Copy the text of each entry below word for word, leaving out the pictures.

---*---

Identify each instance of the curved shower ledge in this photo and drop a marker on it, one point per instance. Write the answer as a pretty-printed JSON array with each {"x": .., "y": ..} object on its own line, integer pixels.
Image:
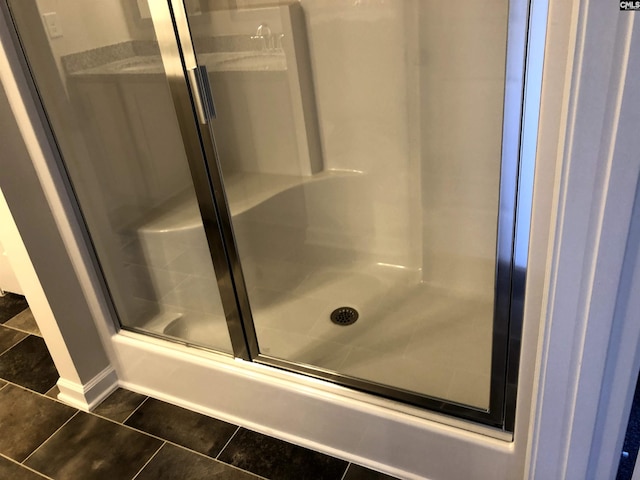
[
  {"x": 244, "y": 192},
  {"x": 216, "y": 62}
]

---*---

RESULT OF THIS EXERCISE:
Identify each instance of the curved shower ledge in this photo and drop a marker on it, one point per instance. Write the answer as a pretty-printed JSON array with each {"x": .., "y": ..} object on its own line, integer pixels.
Image:
[
  {"x": 244, "y": 192},
  {"x": 216, "y": 62}
]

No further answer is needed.